## EXERCISE DIRECTIONS
Would you retype the listing below exactly as given?

┌──

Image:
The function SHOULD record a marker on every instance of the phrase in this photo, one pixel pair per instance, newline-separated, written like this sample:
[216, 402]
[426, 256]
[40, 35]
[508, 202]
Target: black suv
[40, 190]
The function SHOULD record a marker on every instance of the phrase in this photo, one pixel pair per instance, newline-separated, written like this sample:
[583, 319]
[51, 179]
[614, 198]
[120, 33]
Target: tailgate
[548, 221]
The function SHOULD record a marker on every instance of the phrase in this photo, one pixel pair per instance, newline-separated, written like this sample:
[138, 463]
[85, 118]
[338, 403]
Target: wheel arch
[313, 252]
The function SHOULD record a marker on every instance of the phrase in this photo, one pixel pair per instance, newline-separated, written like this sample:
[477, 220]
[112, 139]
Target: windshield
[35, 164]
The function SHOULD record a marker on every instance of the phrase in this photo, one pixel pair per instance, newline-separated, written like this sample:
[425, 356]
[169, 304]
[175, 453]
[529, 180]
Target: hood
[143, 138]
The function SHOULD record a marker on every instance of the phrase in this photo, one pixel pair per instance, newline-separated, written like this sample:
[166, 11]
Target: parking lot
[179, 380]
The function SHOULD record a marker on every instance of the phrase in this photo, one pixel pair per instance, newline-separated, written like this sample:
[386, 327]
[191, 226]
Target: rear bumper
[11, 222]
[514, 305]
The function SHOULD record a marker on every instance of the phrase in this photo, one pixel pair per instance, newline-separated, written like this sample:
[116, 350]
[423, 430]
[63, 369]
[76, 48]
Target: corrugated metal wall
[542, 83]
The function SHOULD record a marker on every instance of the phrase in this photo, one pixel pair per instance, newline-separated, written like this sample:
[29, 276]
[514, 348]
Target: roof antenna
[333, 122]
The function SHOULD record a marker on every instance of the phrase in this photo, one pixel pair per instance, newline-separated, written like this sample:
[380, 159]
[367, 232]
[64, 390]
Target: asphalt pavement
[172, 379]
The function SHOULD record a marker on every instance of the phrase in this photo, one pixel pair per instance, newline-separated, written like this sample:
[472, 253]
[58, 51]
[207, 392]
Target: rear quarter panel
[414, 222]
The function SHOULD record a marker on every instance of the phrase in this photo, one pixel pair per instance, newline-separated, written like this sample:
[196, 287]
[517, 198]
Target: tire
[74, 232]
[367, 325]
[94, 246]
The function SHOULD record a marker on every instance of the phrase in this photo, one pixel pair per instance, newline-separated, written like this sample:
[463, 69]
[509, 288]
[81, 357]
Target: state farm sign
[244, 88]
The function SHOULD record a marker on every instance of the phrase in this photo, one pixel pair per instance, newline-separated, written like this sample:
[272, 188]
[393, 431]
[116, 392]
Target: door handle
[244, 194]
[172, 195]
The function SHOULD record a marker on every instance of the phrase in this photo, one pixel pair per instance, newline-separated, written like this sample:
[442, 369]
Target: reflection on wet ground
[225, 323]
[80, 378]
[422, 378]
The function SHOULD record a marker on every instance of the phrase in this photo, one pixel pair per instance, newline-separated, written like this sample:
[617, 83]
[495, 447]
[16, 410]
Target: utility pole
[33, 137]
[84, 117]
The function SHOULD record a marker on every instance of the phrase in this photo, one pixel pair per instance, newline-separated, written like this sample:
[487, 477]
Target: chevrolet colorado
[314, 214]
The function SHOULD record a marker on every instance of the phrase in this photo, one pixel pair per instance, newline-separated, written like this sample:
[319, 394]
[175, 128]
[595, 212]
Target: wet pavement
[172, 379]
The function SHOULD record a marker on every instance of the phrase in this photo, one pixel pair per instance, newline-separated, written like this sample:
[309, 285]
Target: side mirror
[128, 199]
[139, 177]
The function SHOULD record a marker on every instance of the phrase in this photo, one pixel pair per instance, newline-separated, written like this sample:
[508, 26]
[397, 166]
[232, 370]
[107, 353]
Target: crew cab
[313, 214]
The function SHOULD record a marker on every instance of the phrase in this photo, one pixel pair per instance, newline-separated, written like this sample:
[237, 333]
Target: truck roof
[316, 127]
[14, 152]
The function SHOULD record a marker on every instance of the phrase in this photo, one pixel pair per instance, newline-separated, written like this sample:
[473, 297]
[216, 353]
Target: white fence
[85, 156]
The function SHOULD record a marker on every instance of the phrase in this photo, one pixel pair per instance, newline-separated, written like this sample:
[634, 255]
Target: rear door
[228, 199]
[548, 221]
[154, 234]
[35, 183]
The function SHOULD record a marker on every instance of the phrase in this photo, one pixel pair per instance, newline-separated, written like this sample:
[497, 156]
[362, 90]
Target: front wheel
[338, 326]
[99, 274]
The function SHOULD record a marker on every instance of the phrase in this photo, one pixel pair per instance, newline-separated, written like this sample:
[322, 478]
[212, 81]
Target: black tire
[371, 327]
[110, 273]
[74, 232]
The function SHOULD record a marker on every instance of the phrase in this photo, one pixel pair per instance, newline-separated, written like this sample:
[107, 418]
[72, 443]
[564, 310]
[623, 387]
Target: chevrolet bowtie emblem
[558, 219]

└──

## EXERCISE OUTPUT
Image:
The function SHOULD record a marker on every instance of the phrase in this photo, one pixel pair per instance, newline-separated, written like this sample:
[216, 402]
[426, 256]
[40, 35]
[508, 202]
Target: black suv
[40, 190]
The function SHOULD record a marker on every instance of the phrase in this photo, one pixel pair per instance, newline-separated, written like this sample:
[583, 319]
[51, 179]
[614, 198]
[120, 33]
Target: tailgate
[548, 221]
The function SHOULD record a marker on every instance of the phrase in this photo, one pixel pair per instance, newline-separated, written like this sample:
[138, 463]
[85, 118]
[338, 403]
Target: wheel arch
[313, 252]
The function SHOULD record a marker on every instance of the phrase in this photo, one pixel pair per instance, newline-separated, written like this sample:
[477, 220]
[112, 139]
Target: windshield
[35, 164]
The function SHOULD record a marker on every instance of the phrase in this photo, one pixel pair per instance, newline-separated, written like this sample:
[425, 356]
[169, 304]
[175, 453]
[529, 180]
Target: hood
[143, 138]
The function SHOULD record a marker on every instance of the phrase in this photo, one pixel pair per instance, newline-separated, written like this sample:
[166, 11]
Target: parking lot
[179, 380]
The function SHOULD record a marker on every instance of the phrase in this photo, one pixel pair per instance, newline-separated, written like this sample:
[386, 327]
[191, 226]
Target: rear bumper
[11, 222]
[514, 305]
The function SHOULD record a marker on every instance of the phrase in this photo, one pixel pair per instance, newline-separated, written like this sample:
[116, 350]
[423, 430]
[63, 369]
[76, 48]
Target: corrugated metal wall
[542, 83]
The function SHOULD record a marker on every instance of the phrase in this photo, one pixel pair per instance, newline-separated, written like this sample:
[29, 276]
[514, 348]
Target: roof antenna
[333, 122]
The function SHOULD record a marker on every instance of the phrase in this photo, one pixel pair per instance, newline-separated, written like this sample:
[380, 159]
[367, 232]
[64, 390]
Target: asphalt pavement
[172, 379]
The function SHOULD record a marker on every instance of the phrase in this photo, one pixel pair per instance, newline-separated, written like this sample:
[472, 253]
[58, 51]
[207, 392]
Target: rear quarter panel
[414, 222]
The function SHOULD record a marker on every instance of the phrase in this photo, one pixel pair per instance, newline-separated, written like this sample:
[196, 287]
[517, 198]
Target: tire
[74, 232]
[367, 325]
[94, 246]
The function SHOULD record a marker on every instance of the phrase in this photo, one pixel pair per instance, newline-separated, written like this sample:
[463, 69]
[509, 288]
[81, 357]
Target: state farm sign
[244, 88]
The function SHOULD record a marker on every instance of the phrase in this photo, one pixel pair per instance, newline-separated, written like this sample:
[272, 188]
[393, 431]
[116, 392]
Target: door handle
[244, 194]
[172, 195]
The function SHOULD record a marker on every instance of the phrase in this photo, one pixel pair per instance, newline-separated, written like this sample:
[442, 369]
Target: reflection on wet ground
[225, 323]
[80, 378]
[422, 378]
The function SHOULD record a marker on every instance of the phrase in this photo, one pixel pair per instance, newline-separated, written like this sample:
[617, 83]
[495, 447]
[16, 410]
Target: utility pole
[33, 137]
[84, 117]
The function SHOULD record a marker on every instance of the phrase in this photo, one pixel pair per instance, newline-separated, written like this sample:
[487, 477]
Target: chevrolet colorado
[314, 214]
The function SHOULD record a marker on every instance of the phrase in this photo, one pixel pair per instance, newline-separated, written like this sample:
[319, 394]
[175, 128]
[595, 212]
Target: wet pavement
[172, 379]
The function SHOULD record a marker on every instance of the phrase in this photo, one pixel pair per instance, newline-separated, written like this sample:
[309, 285]
Target: side mirror
[128, 199]
[139, 177]
The function SHOULD record a marker on every instance of the phrase in this photo, one pixel pair per instance, newline-separated, written like this sample:
[508, 26]
[397, 166]
[232, 370]
[107, 353]
Target: crew cab
[313, 214]
The function SHOULD record a marker on every instance of the phrase in this photo, one pixel pair per instance, newline-separated, written like this sample:
[237, 333]
Target: truck roof
[316, 127]
[14, 152]
The function SHOULD record a marker on every instance of the phrase in this photo, one pixel pair per instance, newline-separated, written like this sample:
[473, 297]
[216, 353]
Target: white fence
[85, 156]
The function SHOULD record a marker on every instance of the phrase in this photo, one pixel pair per instance, newline-separated, written like this sample:
[634, 255]
Target: rear door
[228, 199]
[548, 221]
[154, 234]
[35, 183]
The function SHOULD record a marker on every instance of the phrase in this photo, one pixel pair per instance, newline-separated, written like this sample:
[497, 156]
[362, 90]
Target: front wheel
[338, 326]
[99, 274]
The function SHOULD record a marker on every instance of the phrase in this photo, one pixel pair per instance, newline-separated, written like this sample:
[322, 478]
[212, 81]
Target: black tire
[371, 327]
[110, 273]
[74, 232]
The function SHOULD record a marker on every instance of the phrase in this photo, one pixel pair per instance, newline-separated, written like this sample:
[107, 418]
[72, 443]
[564, 310]
[623, 387]
Target: chevrolet bowtie emblem
[558, 219]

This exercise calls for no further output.